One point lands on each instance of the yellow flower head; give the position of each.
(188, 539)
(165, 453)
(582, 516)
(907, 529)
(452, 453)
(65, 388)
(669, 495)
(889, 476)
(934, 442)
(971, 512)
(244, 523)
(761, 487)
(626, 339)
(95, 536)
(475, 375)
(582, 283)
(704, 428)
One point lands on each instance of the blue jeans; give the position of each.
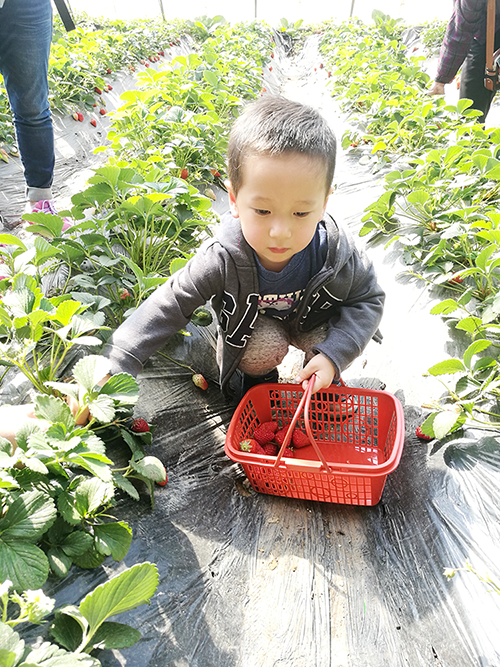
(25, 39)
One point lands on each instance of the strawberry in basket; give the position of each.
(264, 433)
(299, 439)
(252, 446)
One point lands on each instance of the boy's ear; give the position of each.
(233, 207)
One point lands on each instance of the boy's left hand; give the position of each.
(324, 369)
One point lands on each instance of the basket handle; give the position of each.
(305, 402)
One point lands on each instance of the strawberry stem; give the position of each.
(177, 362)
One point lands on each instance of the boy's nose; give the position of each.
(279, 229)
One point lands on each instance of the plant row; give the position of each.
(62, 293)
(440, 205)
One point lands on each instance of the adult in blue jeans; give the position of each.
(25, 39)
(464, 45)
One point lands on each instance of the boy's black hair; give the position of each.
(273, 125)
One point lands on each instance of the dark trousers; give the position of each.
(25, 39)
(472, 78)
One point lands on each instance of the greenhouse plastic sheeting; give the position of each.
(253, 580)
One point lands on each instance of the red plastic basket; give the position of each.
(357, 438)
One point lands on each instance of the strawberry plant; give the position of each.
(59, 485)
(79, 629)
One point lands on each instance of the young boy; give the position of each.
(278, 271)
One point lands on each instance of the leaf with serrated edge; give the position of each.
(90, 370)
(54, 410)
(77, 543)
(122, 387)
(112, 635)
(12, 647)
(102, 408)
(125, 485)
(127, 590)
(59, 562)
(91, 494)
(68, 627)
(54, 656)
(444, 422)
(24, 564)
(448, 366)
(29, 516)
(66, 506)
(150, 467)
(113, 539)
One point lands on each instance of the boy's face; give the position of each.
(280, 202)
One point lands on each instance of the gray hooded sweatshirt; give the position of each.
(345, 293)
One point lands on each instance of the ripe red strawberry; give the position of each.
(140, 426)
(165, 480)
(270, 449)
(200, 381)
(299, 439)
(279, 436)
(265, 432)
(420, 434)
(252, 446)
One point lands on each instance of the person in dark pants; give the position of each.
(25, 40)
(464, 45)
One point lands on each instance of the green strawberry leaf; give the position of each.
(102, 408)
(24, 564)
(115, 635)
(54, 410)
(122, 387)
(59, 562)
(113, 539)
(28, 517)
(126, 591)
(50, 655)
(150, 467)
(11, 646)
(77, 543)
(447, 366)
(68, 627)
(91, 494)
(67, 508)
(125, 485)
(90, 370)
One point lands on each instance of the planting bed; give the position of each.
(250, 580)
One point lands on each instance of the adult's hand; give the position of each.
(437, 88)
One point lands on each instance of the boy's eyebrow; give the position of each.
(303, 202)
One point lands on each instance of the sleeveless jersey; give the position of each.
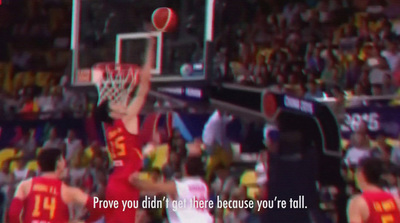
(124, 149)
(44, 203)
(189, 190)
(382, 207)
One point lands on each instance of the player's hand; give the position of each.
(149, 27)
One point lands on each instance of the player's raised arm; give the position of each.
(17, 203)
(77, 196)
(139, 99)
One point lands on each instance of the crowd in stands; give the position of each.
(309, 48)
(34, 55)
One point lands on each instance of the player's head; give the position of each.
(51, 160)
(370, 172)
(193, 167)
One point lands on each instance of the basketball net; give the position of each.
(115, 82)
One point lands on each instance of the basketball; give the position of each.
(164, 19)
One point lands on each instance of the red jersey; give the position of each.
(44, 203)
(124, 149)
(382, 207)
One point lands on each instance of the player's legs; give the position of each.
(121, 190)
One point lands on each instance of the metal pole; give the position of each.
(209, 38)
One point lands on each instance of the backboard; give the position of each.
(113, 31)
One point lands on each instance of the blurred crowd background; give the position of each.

==

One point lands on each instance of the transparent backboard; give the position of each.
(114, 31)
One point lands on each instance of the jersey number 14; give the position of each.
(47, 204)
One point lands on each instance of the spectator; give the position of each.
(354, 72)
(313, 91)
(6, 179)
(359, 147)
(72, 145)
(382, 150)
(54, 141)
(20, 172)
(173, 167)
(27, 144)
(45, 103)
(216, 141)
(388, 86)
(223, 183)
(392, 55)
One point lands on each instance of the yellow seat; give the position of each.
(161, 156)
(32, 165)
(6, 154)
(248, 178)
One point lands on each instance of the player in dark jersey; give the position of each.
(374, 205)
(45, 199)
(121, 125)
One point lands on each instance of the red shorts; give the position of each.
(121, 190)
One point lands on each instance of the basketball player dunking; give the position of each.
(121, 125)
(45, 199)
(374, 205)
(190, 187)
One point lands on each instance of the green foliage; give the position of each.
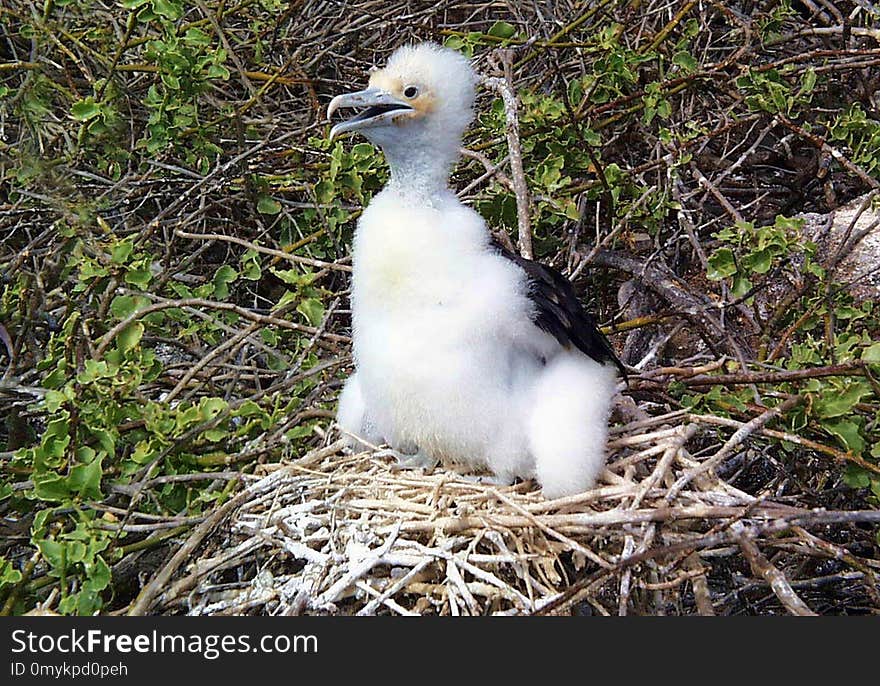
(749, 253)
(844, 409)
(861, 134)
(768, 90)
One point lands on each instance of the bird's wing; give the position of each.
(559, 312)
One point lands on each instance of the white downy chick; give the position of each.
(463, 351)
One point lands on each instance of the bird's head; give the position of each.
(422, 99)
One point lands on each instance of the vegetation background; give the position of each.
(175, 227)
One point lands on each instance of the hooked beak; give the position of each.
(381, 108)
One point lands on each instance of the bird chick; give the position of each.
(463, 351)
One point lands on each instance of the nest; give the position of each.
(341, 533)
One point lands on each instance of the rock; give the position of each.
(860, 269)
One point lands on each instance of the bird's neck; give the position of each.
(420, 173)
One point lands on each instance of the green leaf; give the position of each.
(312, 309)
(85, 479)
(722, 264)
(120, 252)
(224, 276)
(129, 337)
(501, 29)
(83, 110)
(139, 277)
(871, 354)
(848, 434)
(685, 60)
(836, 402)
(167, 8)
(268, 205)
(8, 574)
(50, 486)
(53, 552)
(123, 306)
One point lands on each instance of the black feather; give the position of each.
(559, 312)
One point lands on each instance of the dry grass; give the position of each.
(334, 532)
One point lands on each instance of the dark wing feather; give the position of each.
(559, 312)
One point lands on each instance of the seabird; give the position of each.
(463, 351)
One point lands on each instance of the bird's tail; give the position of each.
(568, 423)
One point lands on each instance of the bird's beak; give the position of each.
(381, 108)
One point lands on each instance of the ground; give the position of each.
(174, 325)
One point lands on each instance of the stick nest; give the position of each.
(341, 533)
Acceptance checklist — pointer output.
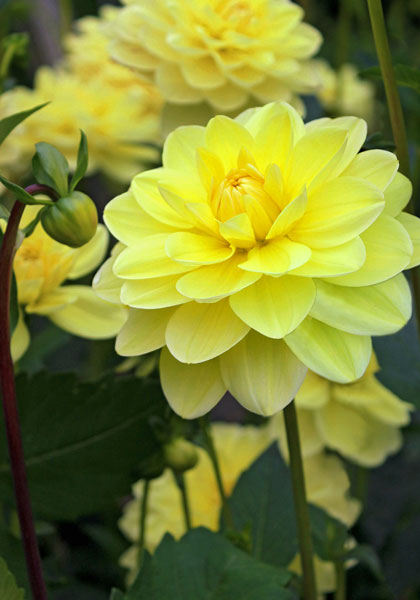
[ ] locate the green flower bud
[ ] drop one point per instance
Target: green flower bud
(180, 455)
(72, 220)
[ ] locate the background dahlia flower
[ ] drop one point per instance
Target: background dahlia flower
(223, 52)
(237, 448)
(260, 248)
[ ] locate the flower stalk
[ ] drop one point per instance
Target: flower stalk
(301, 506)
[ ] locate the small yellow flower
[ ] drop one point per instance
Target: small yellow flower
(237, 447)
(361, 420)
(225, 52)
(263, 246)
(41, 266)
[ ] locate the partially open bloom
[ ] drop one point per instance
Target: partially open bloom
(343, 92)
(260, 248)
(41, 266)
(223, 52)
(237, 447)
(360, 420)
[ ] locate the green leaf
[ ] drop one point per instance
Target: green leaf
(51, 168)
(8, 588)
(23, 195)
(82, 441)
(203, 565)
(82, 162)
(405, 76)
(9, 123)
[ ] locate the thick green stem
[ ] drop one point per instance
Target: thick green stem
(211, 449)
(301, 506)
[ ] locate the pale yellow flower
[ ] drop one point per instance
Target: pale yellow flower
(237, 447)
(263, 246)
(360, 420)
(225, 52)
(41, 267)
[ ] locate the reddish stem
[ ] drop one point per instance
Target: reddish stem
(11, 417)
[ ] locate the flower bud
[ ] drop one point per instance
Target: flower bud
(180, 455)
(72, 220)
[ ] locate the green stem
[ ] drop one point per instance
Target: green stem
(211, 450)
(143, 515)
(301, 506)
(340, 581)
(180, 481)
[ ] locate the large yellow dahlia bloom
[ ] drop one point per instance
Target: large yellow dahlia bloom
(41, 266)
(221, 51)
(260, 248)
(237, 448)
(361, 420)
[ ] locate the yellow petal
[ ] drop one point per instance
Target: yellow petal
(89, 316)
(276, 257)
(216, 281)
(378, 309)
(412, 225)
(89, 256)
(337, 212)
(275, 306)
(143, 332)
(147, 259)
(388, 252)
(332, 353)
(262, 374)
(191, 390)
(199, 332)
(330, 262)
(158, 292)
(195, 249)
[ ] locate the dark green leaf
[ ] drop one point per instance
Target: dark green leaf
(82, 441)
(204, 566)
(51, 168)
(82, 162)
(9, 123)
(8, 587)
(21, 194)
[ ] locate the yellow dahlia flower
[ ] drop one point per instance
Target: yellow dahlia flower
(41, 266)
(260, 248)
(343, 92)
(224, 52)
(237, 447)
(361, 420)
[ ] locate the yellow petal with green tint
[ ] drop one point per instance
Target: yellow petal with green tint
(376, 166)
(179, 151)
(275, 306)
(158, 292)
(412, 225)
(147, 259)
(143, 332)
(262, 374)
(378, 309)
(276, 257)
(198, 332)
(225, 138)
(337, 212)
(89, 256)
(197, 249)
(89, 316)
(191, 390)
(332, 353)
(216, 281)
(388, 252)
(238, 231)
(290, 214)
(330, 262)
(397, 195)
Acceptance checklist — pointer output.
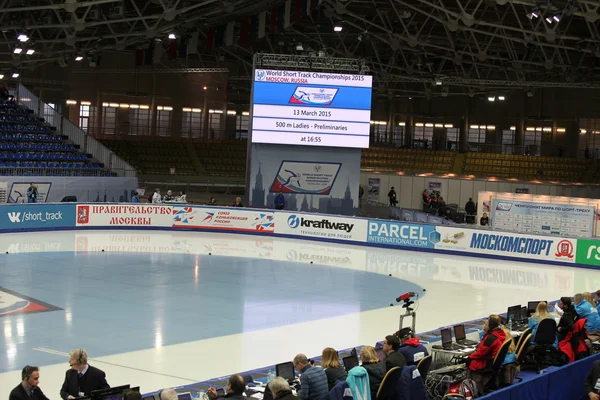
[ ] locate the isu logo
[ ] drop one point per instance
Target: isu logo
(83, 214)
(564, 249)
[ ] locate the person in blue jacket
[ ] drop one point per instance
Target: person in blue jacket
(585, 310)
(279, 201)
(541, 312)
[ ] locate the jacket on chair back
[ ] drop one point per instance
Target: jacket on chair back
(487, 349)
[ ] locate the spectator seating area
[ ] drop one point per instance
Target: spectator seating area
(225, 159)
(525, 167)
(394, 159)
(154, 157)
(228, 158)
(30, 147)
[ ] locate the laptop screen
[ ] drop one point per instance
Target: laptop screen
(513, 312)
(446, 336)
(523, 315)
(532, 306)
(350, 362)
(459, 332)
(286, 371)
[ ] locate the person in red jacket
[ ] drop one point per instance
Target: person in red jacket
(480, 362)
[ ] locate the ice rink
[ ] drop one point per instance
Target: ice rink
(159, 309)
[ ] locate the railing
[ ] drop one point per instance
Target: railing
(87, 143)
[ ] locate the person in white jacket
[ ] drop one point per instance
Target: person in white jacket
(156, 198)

To do:
Return exactly the lines above from the line that has "[ ] locate the partially open bloom" through the line that has "[ ] locate the large yellow dahlia bloom", inclusive, and nothing else.

Answer below:
[ ] locate the partially open bloom
[ ] drop one point per instance
Target: partially open bloom
(343, 92)
(260, 248)
(41, 266)
(223, 52)
(237, 447)
(360, 420)
[ ] locate the green leaf
[ ] drop one point per instance
Target: green leaf
(51, 168)
(8, 588)
(23, 195)
(82, 441)
(203, 565)
(82, 162)
(405, 76)
(9, 123)
[ ] locate the thick green stem
[ ] drop one point per instance
Target: thick green stem
(211, 449)
(301, 506)
[ ] locate the pale yellow flower
[ ] drop one point per instance
Target: pale yellow flower
(237, 447)
(263, 246)
(360, 420)
(225, 52)
(41, 267)
[ ] locate the reddish stem
[ ] drop one point per instance
Target: reddish stem
(11, 417)
[ ] locate the flower bud
[ ] drop one point per instance
Target: flower bud
(180, 455)
(72, 220)
[ ] locate the green stem
[ ] drop one point per instance
Target: green stem
(211, 450)
(143, 515)
(301, 506)
(340, 581)
(180, 481)
[ ] locate the large yellow dahlia bloom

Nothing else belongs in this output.